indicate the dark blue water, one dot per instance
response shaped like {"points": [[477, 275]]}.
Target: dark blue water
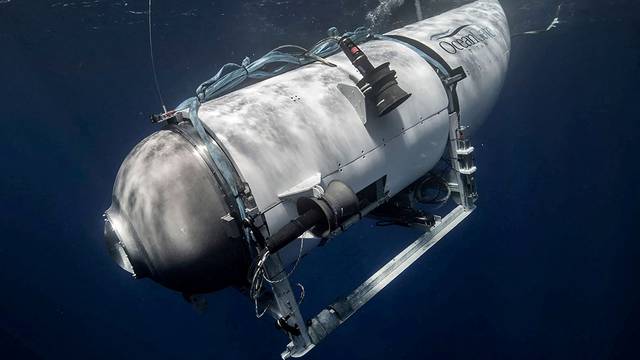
{"points": [[548, 266]]}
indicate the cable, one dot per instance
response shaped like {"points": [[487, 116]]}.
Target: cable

───

» WORK TASK:
Omit the pictures. Output every record above word for word.

» EXERCISE SOLUTION:
indicate the dark blue water, one dot per instance
response shaped like {"points": [[477, 275]]}.
Target: dark blue water
{"points": [[548, 266]]}
indicate the cable, one dot per instance
response shaped like {"points": [[487, 116]]}.
Target: cable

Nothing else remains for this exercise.